:: BRANO DEL DOCUMENTO ::
╭──

Una donna, cinque donne: tutte lavorano nel mondo del sesso a pagamento e della prostituzione, chi in una situazione più privilegiata e chi meno. La prima è una sex worker sofisticata ed elegante, che racconta senza peli sulla lingua i pro e i contro della sua professione. La seconda è una ragazza straniera, che fa anche lei questo lavoro, ma in strada, con un piumotto addosso perché la sera fa freddo, e con tutti i rischi legati a questa condizione. Poi ci sono una escort americana che lavora in un club, un’altra donna straniera che cerca di autoconvincersi che sta bene così, e una giovane donna vittima della tratta fin da piccola per scelta della sua famiglia. È Greta Zamparini ad interpretarle tutte.
Le situazioni affrontate sono diverse, tutte con un tocco di delicatezza, e in omaggio alla donna: non è un caso che ognuna di loro, dalla più agiata alla meno abbiente, indossi un paio di décolleté rosse, simbolo della lotta contro la violenza di genere. Décolleté che saranno protagoniste nell’epilogo, in cui viene narrata la trama di Scarpette Rosse, fil rouge dello spettacolo in quanto storia di coraggio e di insidie che si celano al di là della felicità apparente.
Greta Zamparini porta in scena uno spettacolo che cala il pubblico in un mondo a tratti proibito, ma che esiste, e in varie forme. Con destrezza, passa da una donna all’altra, da una location all’altra: dal raffinato tavolino – con tanto di macchinetta per il caffè – dell’appartamento in cui una di queste riceve i clienti, a una sedia sgangherata e ai rumori forti della strada, delle automobili, in cui li riceve un’altra. Il pubblico è coinvolto in prima persona: è proprio un ignaro spettatore che, in uno degli episodi, viene scelto per interpretare temporaneamente un cliente, improvvisando un dialogo con la donna: gli racconta tanto riguardo il suo lavoro, riguardo i suoi clienti. Una grande variazione di espressioni facciali e di uso del corpo da parte di Greta Zamparini caratterizzano il passaggio da un personaggio all’altro, da una donna all’altra, dalla più sicura alla più disillusa.

╰──

Annotazioni di coordinate:

╭──

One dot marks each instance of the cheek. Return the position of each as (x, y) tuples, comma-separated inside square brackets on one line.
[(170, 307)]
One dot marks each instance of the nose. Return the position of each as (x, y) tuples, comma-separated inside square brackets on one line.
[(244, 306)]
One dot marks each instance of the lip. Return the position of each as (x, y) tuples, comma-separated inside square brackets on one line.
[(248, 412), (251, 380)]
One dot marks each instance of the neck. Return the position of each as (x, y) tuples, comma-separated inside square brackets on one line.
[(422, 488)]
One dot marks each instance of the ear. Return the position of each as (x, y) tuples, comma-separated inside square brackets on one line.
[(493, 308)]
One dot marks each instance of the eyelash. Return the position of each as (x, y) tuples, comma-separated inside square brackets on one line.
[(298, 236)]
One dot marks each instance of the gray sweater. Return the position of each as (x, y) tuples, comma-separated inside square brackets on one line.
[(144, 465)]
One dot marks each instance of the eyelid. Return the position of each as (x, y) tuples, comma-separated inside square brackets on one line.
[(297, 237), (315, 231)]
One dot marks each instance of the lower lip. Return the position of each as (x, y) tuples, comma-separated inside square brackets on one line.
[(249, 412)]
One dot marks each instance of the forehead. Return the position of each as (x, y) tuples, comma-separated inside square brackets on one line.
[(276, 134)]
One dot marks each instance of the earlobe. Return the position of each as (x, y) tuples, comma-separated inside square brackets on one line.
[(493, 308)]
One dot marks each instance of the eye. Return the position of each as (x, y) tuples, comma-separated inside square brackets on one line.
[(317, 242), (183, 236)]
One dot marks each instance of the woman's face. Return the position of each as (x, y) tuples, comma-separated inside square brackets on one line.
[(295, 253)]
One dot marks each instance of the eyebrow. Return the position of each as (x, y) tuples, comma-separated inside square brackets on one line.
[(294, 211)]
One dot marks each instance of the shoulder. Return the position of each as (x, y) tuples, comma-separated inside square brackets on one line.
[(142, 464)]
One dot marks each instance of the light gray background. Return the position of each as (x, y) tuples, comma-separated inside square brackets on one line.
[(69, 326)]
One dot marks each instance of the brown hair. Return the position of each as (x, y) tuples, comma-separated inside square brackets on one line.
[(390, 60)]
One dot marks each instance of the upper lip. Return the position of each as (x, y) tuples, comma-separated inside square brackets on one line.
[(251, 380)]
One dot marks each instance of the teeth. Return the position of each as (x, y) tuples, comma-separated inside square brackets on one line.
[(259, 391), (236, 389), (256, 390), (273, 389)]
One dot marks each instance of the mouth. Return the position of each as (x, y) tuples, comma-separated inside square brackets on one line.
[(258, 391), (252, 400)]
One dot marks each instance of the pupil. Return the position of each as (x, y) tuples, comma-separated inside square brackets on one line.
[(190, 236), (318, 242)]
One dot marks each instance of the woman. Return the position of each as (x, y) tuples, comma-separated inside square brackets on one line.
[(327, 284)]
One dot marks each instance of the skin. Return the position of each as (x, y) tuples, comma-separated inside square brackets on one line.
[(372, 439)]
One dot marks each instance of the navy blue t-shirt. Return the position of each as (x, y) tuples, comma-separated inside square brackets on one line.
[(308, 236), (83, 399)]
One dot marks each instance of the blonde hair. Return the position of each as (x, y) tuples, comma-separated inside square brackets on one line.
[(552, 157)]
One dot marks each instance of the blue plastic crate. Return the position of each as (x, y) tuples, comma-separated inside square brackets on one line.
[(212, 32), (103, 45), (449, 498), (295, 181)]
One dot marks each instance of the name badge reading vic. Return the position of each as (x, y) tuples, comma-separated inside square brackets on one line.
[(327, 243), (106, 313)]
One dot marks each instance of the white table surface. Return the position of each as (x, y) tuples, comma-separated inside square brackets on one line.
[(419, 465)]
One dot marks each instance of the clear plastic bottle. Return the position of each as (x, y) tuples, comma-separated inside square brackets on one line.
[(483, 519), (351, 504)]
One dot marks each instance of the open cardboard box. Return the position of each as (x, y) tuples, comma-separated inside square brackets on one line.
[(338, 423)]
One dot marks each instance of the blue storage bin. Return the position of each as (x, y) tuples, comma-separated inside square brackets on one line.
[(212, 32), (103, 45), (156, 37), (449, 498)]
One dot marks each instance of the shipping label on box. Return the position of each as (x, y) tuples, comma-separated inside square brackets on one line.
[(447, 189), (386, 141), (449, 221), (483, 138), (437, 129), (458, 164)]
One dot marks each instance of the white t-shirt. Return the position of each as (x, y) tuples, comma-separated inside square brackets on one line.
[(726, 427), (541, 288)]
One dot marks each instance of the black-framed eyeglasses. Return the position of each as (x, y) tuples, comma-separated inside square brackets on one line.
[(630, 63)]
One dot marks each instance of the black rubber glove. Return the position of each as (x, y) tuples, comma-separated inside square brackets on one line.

╰──

:: ESERCIZI ::
- 1) Quali sono tutte le donne interpretate da Greta Zamparini secondo la recensione dello spettacolo? Elencale.
- 2) Ricopia alla lettera il tratto della recensione dello spettacolo che va da "Una donna, cinque" fino a "ad interpretarle tutte.".
- 3) Rispondi a queste domande sulla recensione dello spettacolo:
(a) Dove lavora la escort americana?
(b) Di che cosa sono simbolo le décolleté rosse?
(c) Chi viene scelto per interpretare temporaneamente un cliente?

:: SOLUZIONI COMPLETE ::
- 1)
- una sex worker sofisticata ed elegante
- una ragazza straniera che lavora in strada
- una escort americana che lavora in un club
- un'altra donna straniera che cerca di autoconvincersi che sta bene così
- una giovane donna vittima della tratta fin da piccola per scelta della sua famiglia

- 2)
Una donna, cinque donne: tutte lavorano nel mondo del sesso a pagamento e della prostituzione, chi in una situazione più privilegiata e chi meno. La prima è una sex worker sofisticata ed elegante, che racconta senza peli sulla lingua i pro e i contro della sua professione. La seconda è una ragazza straniera, che fa anche lei questo lavoro, ma in strada, con un piumotto addosso perché la sera fa freddo, e con tutti i rischi legati a questa condizione. Poi ci sono una escort americana che lavora in un club, un’altra donna straniera che cerca di autoconvincersi che sta bene così, e una giovane donna vittima della tratta fin da piccola per scelta della sua famiglia. È Greta Zamparini ad interpretarle tutte.

- 3)
(a) In un club.
(b) Della lotta contro la violenza di genere.
(c) Un ignaro spettatore.